TASK DETAILS :: Repeat the records in full. No pictures belong in the copy.

○ ○ ○ ○ ○ ○ ○

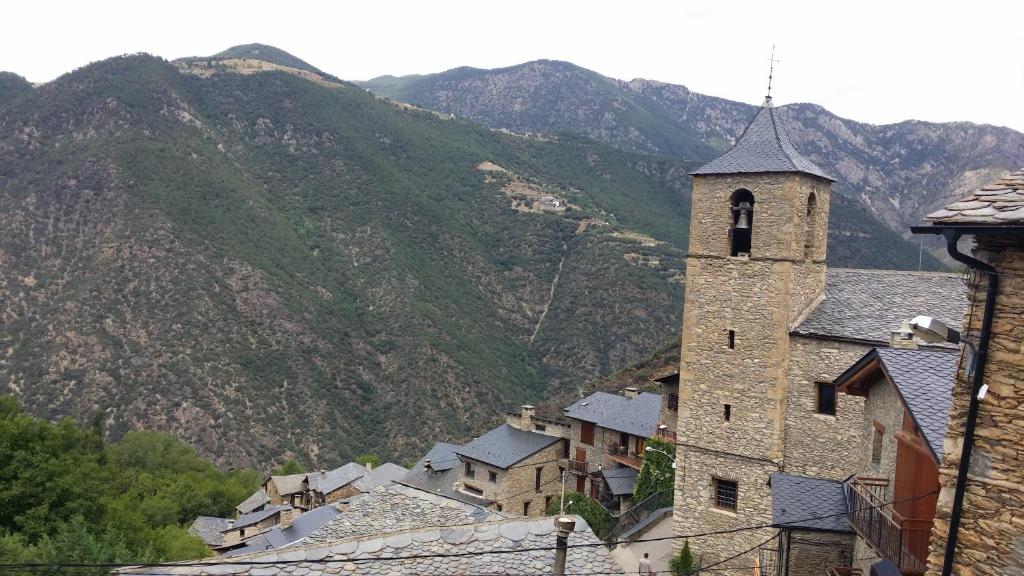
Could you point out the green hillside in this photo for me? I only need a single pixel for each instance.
(268, 266)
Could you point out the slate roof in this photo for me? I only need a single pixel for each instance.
(1000, 203)
(637, 416)
(764, 147)
(505, 446)
(209, 529)
(925, 380)
(621, 481)
(865, 305)
(398, 507)
(338, 478)
(366, 556)
(382, 475)
(445, 461)
(257, 499)
(253, 518)
(797, 498)
(290, 484)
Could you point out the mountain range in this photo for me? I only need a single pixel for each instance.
(898, 171)
(268, 261)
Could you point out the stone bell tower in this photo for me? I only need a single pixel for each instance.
(756, 264)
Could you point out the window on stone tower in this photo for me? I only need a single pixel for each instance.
(826, 398)
(812, 204)
(726, 493)
(742, 221)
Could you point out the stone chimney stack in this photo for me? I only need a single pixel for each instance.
(526, 417)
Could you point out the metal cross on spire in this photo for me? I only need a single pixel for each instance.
(771, 71)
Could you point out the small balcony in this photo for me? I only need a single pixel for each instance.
(903, 540)
(843, 571)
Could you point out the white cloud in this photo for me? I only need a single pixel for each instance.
(870, 60)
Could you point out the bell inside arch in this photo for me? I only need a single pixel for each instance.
(743, 215)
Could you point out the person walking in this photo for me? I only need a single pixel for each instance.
(646, 568)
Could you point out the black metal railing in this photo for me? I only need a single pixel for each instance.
(631, 518)
(902, 540)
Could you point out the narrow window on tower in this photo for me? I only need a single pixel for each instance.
(741, 205)
(826, 399)
(809, 229)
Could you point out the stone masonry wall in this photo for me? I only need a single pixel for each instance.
(991, 532)
(516, 485)
(758, 298)
(812, 552)
(884, 406)
(811, 439)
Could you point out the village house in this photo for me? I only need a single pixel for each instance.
(892, 498)
(609, 432)
(766, 330)
(515, 469)
(979, 526)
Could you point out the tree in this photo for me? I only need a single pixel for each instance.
(372, 459)
(289, 467)
(656, 474)
(682, 565)
(586, 507)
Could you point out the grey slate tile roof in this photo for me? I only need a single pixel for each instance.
(398, 507)
(505, 446)
(925, 380)
(621, 481)
(764, 147)
(637, 416)
(441, 482)
(866, 305)
(209, 529)
(253, 518)
(1000, 202)
(382, 475)
(797, 498)
(338, 478)
(290, 484)
(257, 499)
(483, 544)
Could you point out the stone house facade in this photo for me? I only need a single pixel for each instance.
(516, 471)
(892, 498)
(990, 535)
(766, 330)
(607, 432)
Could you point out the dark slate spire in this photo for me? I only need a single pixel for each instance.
(764, 147)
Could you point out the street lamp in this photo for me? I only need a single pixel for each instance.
(671, 456)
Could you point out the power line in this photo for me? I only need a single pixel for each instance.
(142, 566)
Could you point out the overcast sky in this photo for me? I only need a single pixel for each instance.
(868, 60)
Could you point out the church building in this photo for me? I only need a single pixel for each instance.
(766, 330)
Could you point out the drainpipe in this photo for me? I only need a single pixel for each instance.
(952, 237)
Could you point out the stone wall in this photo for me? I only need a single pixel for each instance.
(515, 486)
(811, 439)
(991, 532)
(812, 552)
(695, 511)
(755, 298)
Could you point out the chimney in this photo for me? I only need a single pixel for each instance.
(902, 337)
(526, 417)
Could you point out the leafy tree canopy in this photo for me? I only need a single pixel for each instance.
(68, 496)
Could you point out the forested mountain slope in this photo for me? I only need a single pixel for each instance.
(268, 266)
(900, 171)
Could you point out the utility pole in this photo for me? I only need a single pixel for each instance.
(564, 525)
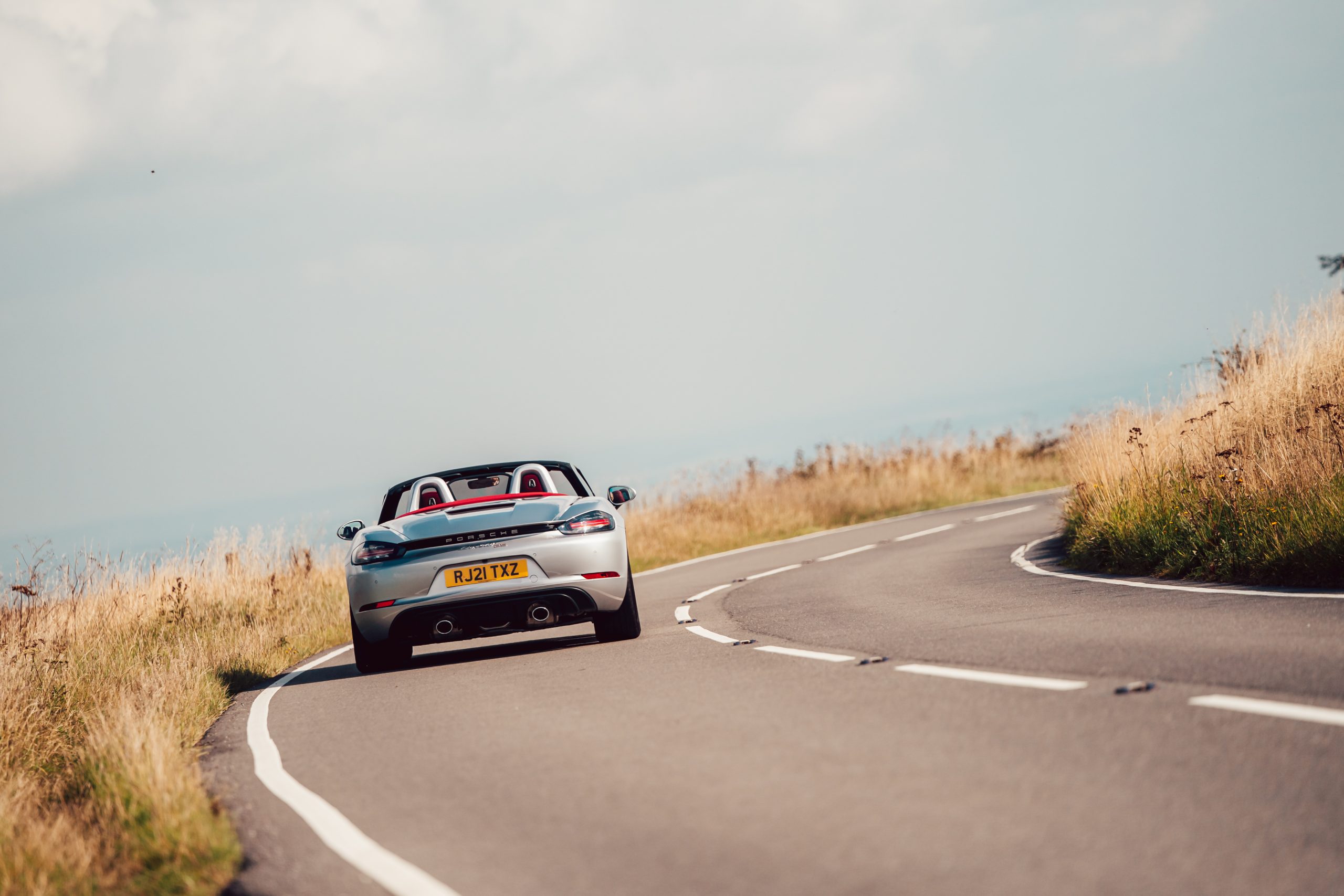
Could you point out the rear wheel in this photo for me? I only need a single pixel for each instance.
(623, 624)
(377, 657)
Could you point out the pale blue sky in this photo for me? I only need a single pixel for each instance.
(385, 238)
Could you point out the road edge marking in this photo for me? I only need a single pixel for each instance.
(338, 832)
(1276, 708)
(1019, 559)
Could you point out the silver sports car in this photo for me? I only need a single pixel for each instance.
(483, 551)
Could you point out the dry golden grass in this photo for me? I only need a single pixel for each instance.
(111, 673)
(108, 679)
(1240, 480)
(839, 487)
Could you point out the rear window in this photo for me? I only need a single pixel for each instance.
(474, 487)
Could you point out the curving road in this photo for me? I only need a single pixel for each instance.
(990, 754)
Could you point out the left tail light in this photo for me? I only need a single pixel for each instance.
(375, 553)
(591, 522)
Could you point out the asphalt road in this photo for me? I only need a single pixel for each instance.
(680, 765)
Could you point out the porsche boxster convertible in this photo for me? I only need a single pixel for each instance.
(486, 551)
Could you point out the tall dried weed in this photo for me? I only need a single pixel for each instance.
(1241, 479)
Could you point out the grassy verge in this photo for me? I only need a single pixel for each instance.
(1241, 480)
(108, 679)
(839, 487)
(111, 673)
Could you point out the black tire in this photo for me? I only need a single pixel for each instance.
(377, 657)
(624, 624)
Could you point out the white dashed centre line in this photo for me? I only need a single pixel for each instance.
(994, 678)
(916, 535)
(995, 516)
(761, 575)
(844, 554)
(1296, 711)
(709, 592)
(808, 655)
(711, 636)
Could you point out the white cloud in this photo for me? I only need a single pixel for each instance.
(483, 94)
(1148, 33)
(839, 112)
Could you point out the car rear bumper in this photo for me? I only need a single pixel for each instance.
(421, 597)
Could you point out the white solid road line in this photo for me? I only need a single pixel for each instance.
(808, 655)
(761, 575)
(995, 516)
(916, 535)
(1297, 711)
(711, 636)
(709, 592)
(844, 554)
(390, 871)
(994, 678)
(847, 529)
(1019, 558)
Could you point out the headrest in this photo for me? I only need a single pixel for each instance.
(531, 477)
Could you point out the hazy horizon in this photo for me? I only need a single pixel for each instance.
(260, 254)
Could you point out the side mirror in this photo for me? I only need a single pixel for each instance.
(618, 495)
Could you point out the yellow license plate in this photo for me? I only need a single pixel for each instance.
(486, 573)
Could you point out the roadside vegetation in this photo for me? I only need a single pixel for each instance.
(109, 675)
(1238, 480)
(111, 672)
(838, 487)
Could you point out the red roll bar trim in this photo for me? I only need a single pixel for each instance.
(486, 499)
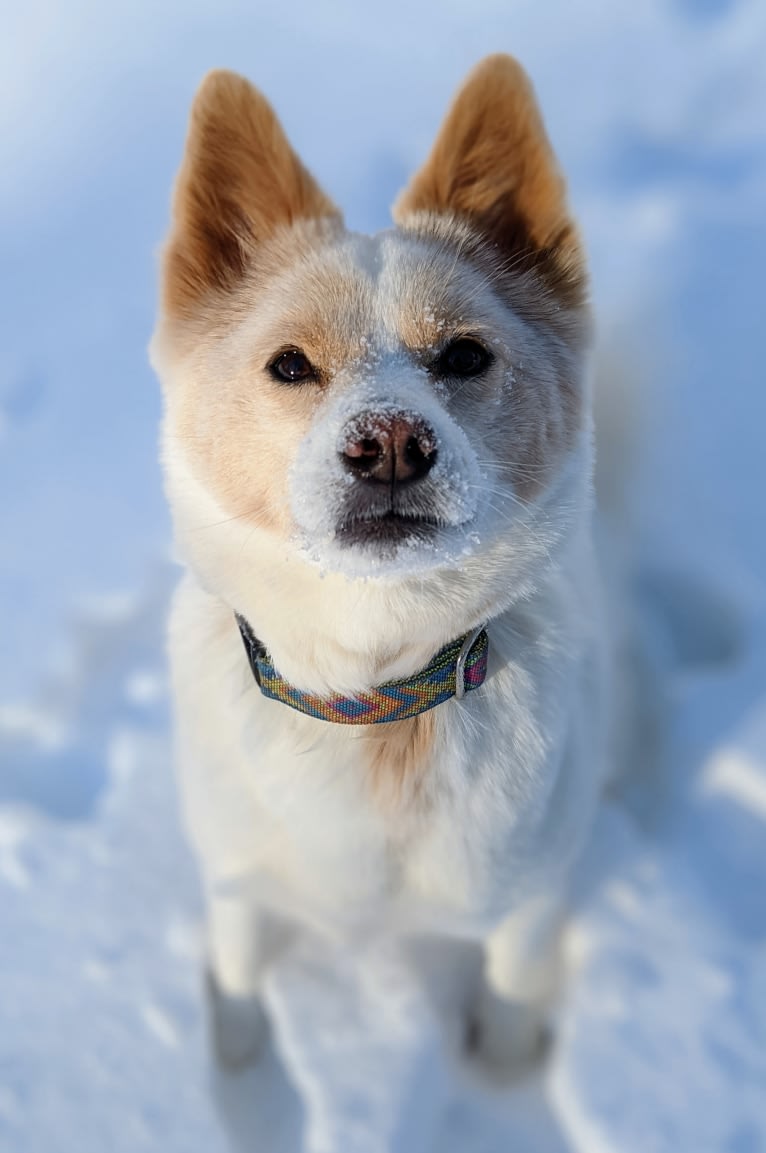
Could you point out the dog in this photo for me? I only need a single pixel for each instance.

○ ○ ○ ○ ○ ○ ○

RESULT ::
Could you point out the green hillside in this photo for me? I only need a single pixel for each instance.
(268, 266)
Could you point out the slate roof in this photo for me? I only need a single pixel for each instance.
(1000, 203)
(637, 416)
(764, 147)
(505, 446)
(209, 529)
(925, 380)
(621, 481)
(865, 305)
(398, 507)
(338, 478)
(366, 556)
(382, 475)
(445, 461)
(257, 499)
(253, 518)
(797, 498)
(290, 484)
Could you point out the mountain range in this photo for me? I only need a single pixel for each instance.
(898, 171)
(268, 261)
Could you point out the stone bell tower in this photo for me? I only need a single pixel for each instance.
(756, 264)
Could you point out the window on stone tower in this photo for me? I only need a single pixel for each instance.
(826, 398)
(812, 204)
(726, 493)
(742, 221)
Could you point out the stone chimney stack in this photo for me? I only need a single pixel for each instance.
(526, 417)
Could you point out the metal cross on spire in this photo for me? I only need a single pixel for each instance.
(771, 71)
Could you point out the small balcony in this photo for me? I only need a single pixel for each instance.
(903, 540)
(843, 571)
Could you point out the white cloud in this photo for me? I only need a single pixel for each instance.
(870, 60)
Could you point out the bell inside arch in this photo for me? I only need a single pixel for each instance.
(743, 215)
Could you point out the person walking in this photo for me? I only need a single pixel for each instance.
(646, 568)
Could you point out the black metal railing in this photo for me? I only need a single pixel for each instance.
(631, 518)
(902, 540)
Could you point out the narrow window on tower in this photo for me? I only need a single pixel for each instance.
(741, 205)
(826, 399)
(809, 229)
Could you point out the stone masonry wall in this photo for me? I only need a single pixel for each instance.
(991, 532)
(516, 485)
(758, 298)
(812, 552)
(884, 406)
(811, 439)
Could you point out the village house in this photo for me? I only need a single pixel for each instance.
(892, 498)
(609, 432)
(766, 330)
(515, 469)
(979, 526)
Could you point out the tree in this photo for me? I only need a single pixel for each instance.
(372, 459)
(289, 467)
(656, 474)
(682, 565)
(586, 507)
Could you point out the grey slate tile roof in this photo for me? I only need a single pixel for each instance.
(398, 507)
(505, 446)
(925, 380)
(621, 481)
(764, 147)
(637, 416)
(441, 482)
(866, 305)
(209, 529)
(253, 518)
(1000, 202)
(382, 475)
(797, 498)
(338, 478)
(290, 484)
(257, 499)
(483, 544)
Could you point out the stone house facade in this photo for me? I only need a single pixel for each instance.
(516, 471)
(892, 498)
(990, 535)
(766, 330)
(607, 432)
Could you point out the dark slate spire in this photo for me? I only need a single pixel for each instance.
(764, 147)
Could you point out the street lamp in this photo for me? I only need a single pixel for each instance.
(671, 456)
Could you point out the power line in this photo for me? I only need a single pixel for each instance.
(142, 566)
Could you point out the overcast sky in this photo for me? I only need a single pixel for each instance.
(868, 60)
Could you point out the church building in this photo for me? I only need a single pixel for each instance.
(766, 330)
Could you point out the drainpipe in this photo for me? I only need a single pixel for each instance.
(952, 237)
Could you point out the stone wall in this photo for me? I only need a single pixel for each instance.
(515, 486)
(811, 439)
(991, 532)
(812, 552)
(695, 511)
(755, 298)
Could you point out the chimney in this photo for me? I only need a single pixel for each instance.
(902, 337)
(526, 417)
Could you point out the leafy tree canopy in this photo for me? I only need a single pixel for each instance.
(68, 496)
Could you point out the forested mountain slope in this photo for me? I only need a single pixel for each instance.
(268, 266)
(900, 171)
Could you point out the utility pole in this photo for me? I only need a single pixel for each instance.
(564, 525)
Could you point out the rear wheel in this photo for me? I only need a single pixel for each instance.
(623, 624)
(377, 657)
Could you point out the pale blue sky in this photo for me? I only need a single pixel for each instance.
(385, 238)
Could you point out the road edge marking in this photo for me? I only need a single pixel for each instance.
(338, 832)
(1276, 708)
(1019, 559)
Could you point out the silver sports car in this photo for me? I only need a single pixel for each instance.
(483, 551)
Could you point out the dry golden grass in this photo for me? I only need a single pixel for each instance.
(111, 673)
(108, 679)
(1240, 480)
(839, 487)
Could you point out the rear window in this photo for me? I only need a single pixel for each instance.
(474, 487)
Could you point out the curving road in this photo for me? I only need a single pixel for each instance.
(990, 754)
Could you point out the left tail light in this photo for me? I only need a single pixel for each instance.
(375, 553)
(591, 522)
Could you point out the asphalt road in this photo for me? I only need a single pixel for each instance.
(680, 765)
Could you point out the porsche boxster convertible in this photo for me? I only need a single pixel for each instance.
(486, 551)
Could you point out the tall dried weed in this photo for me? I only need a single pixel for each instance.
(1241, 479)
Could you point out the grassy verge in this photo for me? I only need a single pixel for each instance.
(1241, 480)
(108, 679)
(839, 487)
(111, 673)
Could you point out the black tire in this photo for me? I only need a single pixel for each instance.
(377, 657)
(624, 624)
Could you point out the white dashed centre line in this photo for me? I only need a single pixel for each instance.
(994, 678)
(916, 535)
(995, 516)
(761, 575)
(844, 554)
(1296, 711)
(709, 592)
(808, 655)
(711, 636)
Could you point out the white cloud in this photo for me? I only need a single pixel for each instance.
(483, 94)
(1148, 33)
(839, 112)
Could you point out the car rear bumper in this photo for me? I only need a single pixel for each instance.
(421, 597)
Could you point out the white solid road line in this photo for me? I only need a single pixel for each instance.
(808, 655)
(761, 575)
(995, 516)
(916, 535)
(1297, 711)
(711, 636)
(709, 592)
(844, 554)
(390, 871)
(994, 678)
(847, 529)
(1019, 558)
Could you point out the headrest in this photo for me? I only need a single pixel for each instance.
(531, 477)
Could you point out the hazy horizon in this photo for me? I only need a single pixel for each instance.
(260, 254)
Could you point out the side mirror in this photo for me? I only need a single pixel for each instance.
(618, 495)
Could you point out the yellow license plate in this photo for me? I only need a single pixel for each instance.
(486, 573)
Could you point out the roadside vegetation in this photo for me? I only need a single pixel for each instance.
(109, 675)
(1238, 480)
(111, 672)
(838, 487)
Could you point out the red roll bar trim in this photo for me? I only need a single pixel for each instance.
(486, 499)
Could you point out the dog in this photo for me? I only need a single pixel for each instance.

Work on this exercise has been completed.